■ Stored records ■
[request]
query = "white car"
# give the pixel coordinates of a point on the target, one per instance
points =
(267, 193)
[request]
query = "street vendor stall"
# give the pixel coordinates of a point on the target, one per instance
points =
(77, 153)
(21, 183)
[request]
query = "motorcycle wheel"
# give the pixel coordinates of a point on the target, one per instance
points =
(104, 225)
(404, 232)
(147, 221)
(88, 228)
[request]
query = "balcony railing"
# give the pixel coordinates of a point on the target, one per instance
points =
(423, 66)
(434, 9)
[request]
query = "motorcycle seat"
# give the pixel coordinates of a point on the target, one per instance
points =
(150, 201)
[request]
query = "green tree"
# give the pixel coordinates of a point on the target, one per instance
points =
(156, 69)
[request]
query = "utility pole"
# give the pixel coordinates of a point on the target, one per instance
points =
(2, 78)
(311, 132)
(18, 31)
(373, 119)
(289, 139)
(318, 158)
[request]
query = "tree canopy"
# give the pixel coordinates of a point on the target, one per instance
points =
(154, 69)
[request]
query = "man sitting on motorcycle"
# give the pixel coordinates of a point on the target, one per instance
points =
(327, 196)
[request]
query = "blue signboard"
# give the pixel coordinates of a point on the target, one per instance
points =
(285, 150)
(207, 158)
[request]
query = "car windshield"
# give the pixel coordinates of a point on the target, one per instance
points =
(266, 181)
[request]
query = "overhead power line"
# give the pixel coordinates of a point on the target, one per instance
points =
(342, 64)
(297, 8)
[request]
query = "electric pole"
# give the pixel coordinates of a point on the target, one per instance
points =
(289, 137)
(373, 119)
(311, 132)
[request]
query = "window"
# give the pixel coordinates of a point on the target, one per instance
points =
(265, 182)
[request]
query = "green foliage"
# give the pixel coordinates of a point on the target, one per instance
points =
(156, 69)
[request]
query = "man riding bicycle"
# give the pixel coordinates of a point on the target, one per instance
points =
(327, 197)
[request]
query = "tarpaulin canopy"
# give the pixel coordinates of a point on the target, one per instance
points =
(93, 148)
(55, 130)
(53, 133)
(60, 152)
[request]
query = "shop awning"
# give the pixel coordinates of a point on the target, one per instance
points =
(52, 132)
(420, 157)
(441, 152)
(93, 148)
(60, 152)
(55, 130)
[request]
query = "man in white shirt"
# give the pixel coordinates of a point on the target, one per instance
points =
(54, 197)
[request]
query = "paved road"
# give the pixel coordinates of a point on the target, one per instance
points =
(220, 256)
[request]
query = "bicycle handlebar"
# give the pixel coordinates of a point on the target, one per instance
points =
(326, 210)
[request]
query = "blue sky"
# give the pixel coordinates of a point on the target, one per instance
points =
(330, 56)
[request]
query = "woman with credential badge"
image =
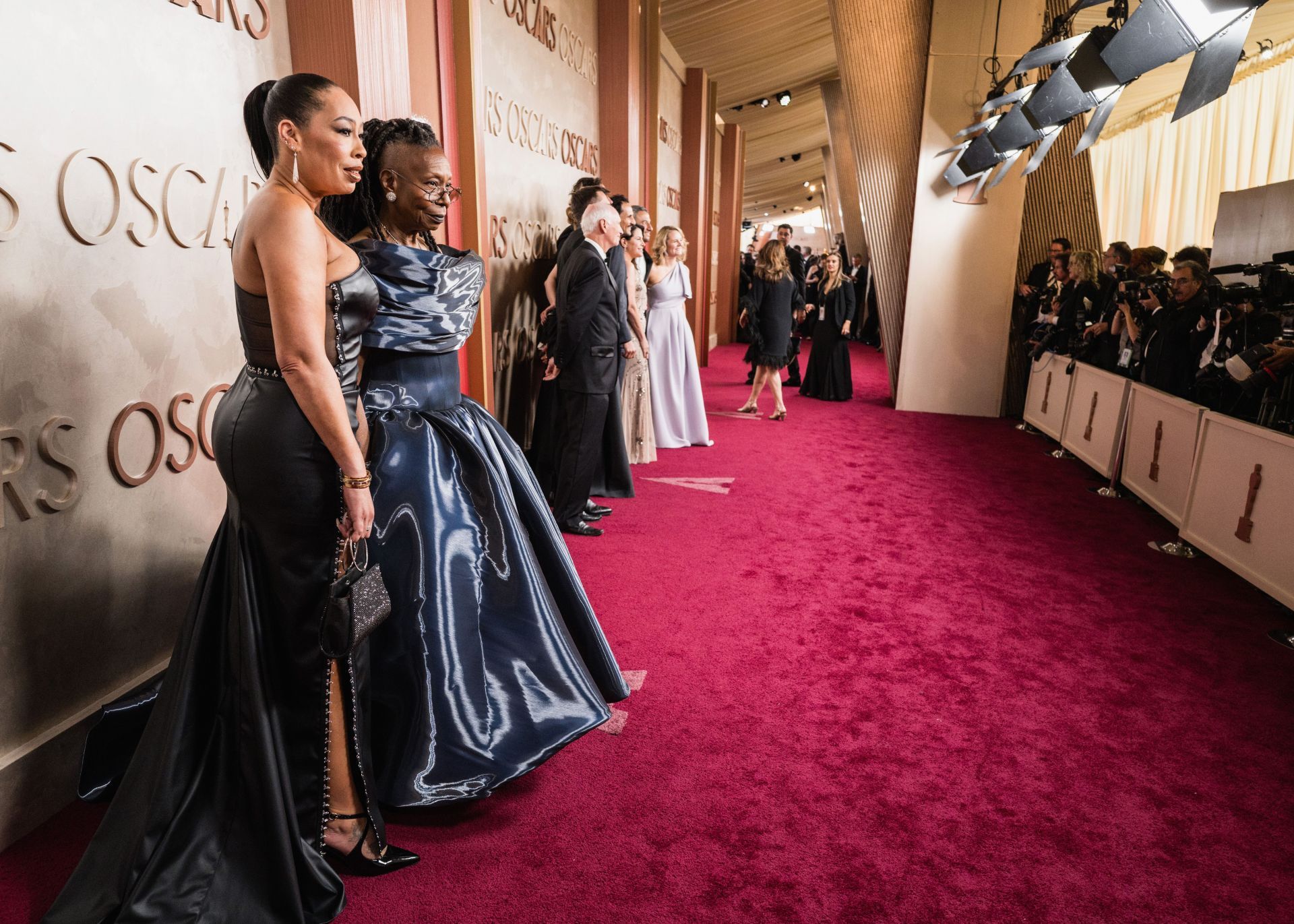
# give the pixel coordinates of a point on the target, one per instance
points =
(492, 659)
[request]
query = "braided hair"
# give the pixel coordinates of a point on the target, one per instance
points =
(361, 208)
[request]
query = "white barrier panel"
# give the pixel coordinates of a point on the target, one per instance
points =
(1049, 395)
(1241, 503)
(1095, 422)
(1160, 450)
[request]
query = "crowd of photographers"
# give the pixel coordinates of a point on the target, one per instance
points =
(1229, 347)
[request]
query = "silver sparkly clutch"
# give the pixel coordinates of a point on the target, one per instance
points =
(357, 603)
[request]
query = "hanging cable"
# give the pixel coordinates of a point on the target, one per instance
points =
(993, 65)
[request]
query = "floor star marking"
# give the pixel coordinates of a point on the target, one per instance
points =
(619, 717)
(713, 486)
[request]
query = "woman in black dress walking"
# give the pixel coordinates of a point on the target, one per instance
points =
(773, 307)
(255, 766)
(492, 659)
(827, 374)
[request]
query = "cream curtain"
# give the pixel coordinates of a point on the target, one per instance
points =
(1157, 181)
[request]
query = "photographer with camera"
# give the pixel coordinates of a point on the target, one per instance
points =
(1232, 328)
(1041, 276)
(1164, 325)
(1101, 346)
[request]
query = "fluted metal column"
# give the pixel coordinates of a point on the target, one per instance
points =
(882, 47)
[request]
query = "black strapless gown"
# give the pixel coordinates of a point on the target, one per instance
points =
(492, 659)
(220, 817)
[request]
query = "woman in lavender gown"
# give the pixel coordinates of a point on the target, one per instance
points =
(677, 405)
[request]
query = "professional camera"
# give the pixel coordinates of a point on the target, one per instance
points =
(1275, 289)
(1235, 294)
(1247, 367)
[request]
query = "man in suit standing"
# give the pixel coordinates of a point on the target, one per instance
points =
(585, 361)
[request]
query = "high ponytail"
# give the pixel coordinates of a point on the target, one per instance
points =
(295, 97)
(254, 121)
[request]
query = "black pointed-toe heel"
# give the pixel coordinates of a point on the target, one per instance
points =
(355, 863)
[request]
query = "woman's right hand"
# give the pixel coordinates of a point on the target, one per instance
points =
(357, 520)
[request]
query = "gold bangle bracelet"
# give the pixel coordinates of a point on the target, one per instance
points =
(361, 482)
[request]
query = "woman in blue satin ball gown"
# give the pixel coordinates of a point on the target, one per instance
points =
(492, 659)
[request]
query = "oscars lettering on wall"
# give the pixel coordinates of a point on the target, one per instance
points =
(538, 20)
(160, 195)
(13, 495)
(530, 129)
(671, 136)
(215, 9)
(523, 239)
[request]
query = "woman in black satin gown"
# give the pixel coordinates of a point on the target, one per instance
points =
(492, 659)
(258, 742)
(772, 308)
(827, 375)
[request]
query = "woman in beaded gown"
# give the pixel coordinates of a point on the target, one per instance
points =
(492, 659)
(254, 770)
(636, 386)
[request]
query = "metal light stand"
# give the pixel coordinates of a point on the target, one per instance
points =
(1281, 637)
(1178, 548)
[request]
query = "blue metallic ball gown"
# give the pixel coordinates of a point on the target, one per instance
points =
(492, 659)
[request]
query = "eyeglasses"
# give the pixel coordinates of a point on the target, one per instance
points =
(435, 191)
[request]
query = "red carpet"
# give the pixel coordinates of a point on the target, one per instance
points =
(907, 669)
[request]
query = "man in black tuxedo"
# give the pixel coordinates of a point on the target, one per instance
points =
(796, 260)
(585, 361)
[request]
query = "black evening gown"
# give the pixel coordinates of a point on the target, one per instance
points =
(772, 307)
(827, 374)
(492, 659)
(220, 817)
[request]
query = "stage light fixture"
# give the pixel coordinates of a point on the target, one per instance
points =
(1213, 67)
(1090, 71)
(1164, 30)
(1078, 84)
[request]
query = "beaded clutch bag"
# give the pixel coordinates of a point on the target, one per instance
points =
(357, 603)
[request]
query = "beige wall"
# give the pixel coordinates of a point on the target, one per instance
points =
(669, 150)
(541, 135)
(94, 593)
(963, 261)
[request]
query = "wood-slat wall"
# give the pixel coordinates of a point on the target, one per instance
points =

■ Exercise requirements ■
Repeat the records in full, exactly as they appear, without the pictures.

■ Expected answer ■
[request]
query = "white car"
# give the pixel coordinates of a point on the target, one per instance
points =
(267, 193)
[request]
query = "street vendor stall"
# give the pixel coordinates of a point on the target, one per instance
points =
(77, 153)
(21, 183)
[request]
query = "motorcycle wheel"
# give the pixel coordinates of a point on the target, one per instance
points =
(104, 225)
(404, 232)
(147, 221)
(88, 228)
[request]
query = "balcony railing"
# give the pixel coordinates of a point on the target, one per instance
points =
(423, 66)
(434, 9)
[request]
query = "motorcycle seat"
# give the pixel coordinates of a point on the target, one per instance
points =
(150, 201)
[request]
query = "green tree"
# give the pixel coordinates of a point on the target, one per instance
points =
(156, 69)
[request]
query = "utility pole"
# give the pixel coordinates of a point on the target, one per instance
points =
(2, 78)
(311, 132)
(18, 31)
(373, 119)
(289, 139)
(318, 158)
[request]
query = "tree canopy"
# give the pixel coordinates of a point on the target, one per instance
points =
(154, 69)
[request]
query = "man sitting on motorcycle"
# give the pixel coordinates of a point on the target, one per instance
points =
(327, 196)
[request]
query = "blue signboard"
# give the pixel coordinates of a point on the target, one per instance
points =
(285, 150)
(207, 158)
[request]
query = "car windshield"
# give the pixel coordinates of a point on the target, one per instance
points =
(266, 181)
[request]
query = "overhead power line"
# give the pixel coordinates of a point on the target, one per instance
points =
(342, 64)
(297, 8)
[request]
query = "electric pole"
# give the pixel coordinates of a point on the target, one per instance
points =
(289, 137)
(373, 119)
(311, 132)
[request]
query = "window"
# give the pixel coordinates of a point on the target, one per instance
points =
(265, 182)
[request]
query = "green foliage"
# give the pixel coordinates of a point on the target, one per instance
points =
(156, 69)
[request]
query = "man riding bicycle"
# give the pixel coordinates of a point on the target, one per instance
points =
(327, 197)
[request]
query = "tarpaulin canopy"
# give the pixel coordinates of a point on the target, one per instance
points =
(93, 148)
(55, 130)
(53, 133)
(60, 152)
[request]
query = "shop awning"
# give the pixel coordinates of a point on the target, one per instance
points =
(52, 132)
(420, 157)
(441, 152)
(93, 148)
(60, 152)
(55, 130)
[request]
query = "man in white shirt"
# give the pixel coordinates of a point on the target, one per instance
points =
(54, 197)
[request]
query = "paved road"
# give the pixel coordinates of a point on the target, one per instance
points =
(220, 256)
[request]
query = "bicycle handlebar"
# give the pixel coordinates of a point on the target, one per instance
points =
(326, 210)
[request]
query = "blue sky"
# give the pixel coordinates of a point on the target, one per instance
points =
(330, 56)
[request]
query = "woman with credential badge"
image =
# give the pixel coordinates of a point on the target, one per instance
points =
(492, 659)
[request]
query = "braided hair"
# give the pixel coordinates of a point on the target, one per instance
points =
(361, 208)
[request]
query = "white barrier panel"
# give the pixel coordinates of a point on the target, one per instance
points =
(1049, 395)
(1241, 503)
(1095, 422)
(1160, 450)
[request]
query = "crowd of photographers"
# give the pixel coordinates of a point on the target, one per instance
points =
(1229, 347)
[request]
query = "silver sparkly clutch"
# give the pixel coordinates of a point on the target, one per instance
points =
(357, 603)
[request]
query = "hanging cable"
# give the pixel coordinates of a point on the target, one per instance
points =
(993, 65)
[request]
query = "floor star marking"
# give the pixel coordinates of a point on the target, one per instance
points =
(619, 717)
(713, 486)
[request]
query = "woman in black dress walking"
# give the pixel coordinates of a point on the target, one per instance
points =
(773, 307)
(255, 766)
(492, 659)
(827, 374)
[request]
query = "cream curtain"
# give the pixel coordinates of a point on the target, one per instance
points =
(1157, 181)
[request]
query = "photographer with camera"
# give the pixel coordinates of a point on the target, one per instance
points =
(1232, 328)
(1041, 276)
(1164, 325)
(1101, 346)
[request]
query = "fluted metal column"
# give the pixel coordinates of a point on the target, one per instance
points =
(882, 47)
[request]
query = "black strapless gown"
# give the pixel coordinates of a point on the target, one per instance
points =
(492, 659)
(220, 817)
[request]
query = "woman in lavender gown"
# give the pixel coordinates of a point on the target, one per instance
points =
(677, 405)
[request]
query = "professional camera"
# give the pixel coordinates of a point on the target, one per instance
points =
(1275, 289)
(1235, 294)
(1247, 367)
[request]
query = "man in suit standing"
# give the pixel coordinates of a point on the target, one per instance
points =
(585, 361)
[request]
query = "high ponytail"
# give the pixel coordinates of a point on the target, one per instance
points =
(295, 97)
(254, 121)
[request]
query = "black pointed-toe heel"
# give the pixel coordinates of a point on the target, one per instance
points =
(355, 863)
[request]
query = "woman's right hand"
# give the pixel coordinates of a point on the target, one per instance
points =
(357, 520)
[request]
query = "gold bangle bracelet"
# give the pixel coordinates of a point on the target, one per instance
points =
(361, 482)
[request]
query = "woman in blue satin ball gown"
# give the pixel coordinates of a point on the target, one per instance
points =
(492, 659)
[request]
query = "oscars lettering on wall"
# give the pixel coordinates of a point on the target, one per instance
points =
(538, 20)
(160, 195)
(13, 495)
(530, 129)
(671, 136)
(215, 9)
(523, 239)
[request]
query = "woman in black satin gown"
# give the pixel coordinates of a point on the target, one per instance
points =
(492, 659)
(258, 742)
(772, 308)
(827, 375)
[request]
query = "woman in beaded gown"
# give the pixel coordinates of a point on the target, one per instance
points =
(492, 659)
(254, 770)
(636, 386)
[request]
query = "metal light stand"
# give the pixel coordinates of a point on the target, one per instance
points =
(1281, 637)
(1178, 548)
[request]
query = "blue metallic ball gown"
# give the pixel coordinates of a point on the target, one per instance
points =
(492, 659)
[request]
query = "eyeglasses"
# give the pixel coordinates of a point on the target, one per instance
points =
(435, 191)
[request]
query = "red carpet"
# give the pixel coordinates of a point on the target, one per instance
points =
(907, 669)
[request]
query = "man in black tuxedo"
# give the pixel coordinates of a point on the target, one per instance
points =
(796, 260)
(585, 361)
[request]
query = "black evening gown"
# give the pixel coordinates of a point on the target, one per instance
points =
(772, 307)
(827, 374)
(492, 659)
(220, 817)
[request]
query = "stage light fixture"
# give the pixel coordinates of a point on the target, one per instance
points =
(1213, 67)
(1090, 71)
(1164, 30)
(1078, 84)
[request]
query = "beaded clutch bag"
# give the pixel coordinates of a point on the target, one per instance
points =
(357, 603)
[request]
query = "beige wall"
# give the pixel coordinates of a point on the target, one per instance
points =
(669, 150)
(541, 135)
(94, 593)
(963, 261)
[request]
query = "wood-slat wall"
# give the pixel coordinates of a point on the target, one per instance
points =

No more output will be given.